◆ TO DO:
Change every "tree bark" in the material below to "birch bark", and write the lines out again with nothing else altered.

◆ DATA SHOWN:
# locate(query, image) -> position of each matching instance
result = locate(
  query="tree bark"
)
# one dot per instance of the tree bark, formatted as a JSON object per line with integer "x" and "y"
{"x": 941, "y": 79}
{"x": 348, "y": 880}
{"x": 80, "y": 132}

◆ ANSWER IN FULL:
# locate(query, image) -> position of each matching instance
result = locate(
  query="birch bark"
)
# one dot per instance of the birch bark, formatted as a JSON object per line with integer "x" and "y"
{"x": 941, "y": 79}
{"x": 348, "y": 880}
{"x": 80, "y": 132}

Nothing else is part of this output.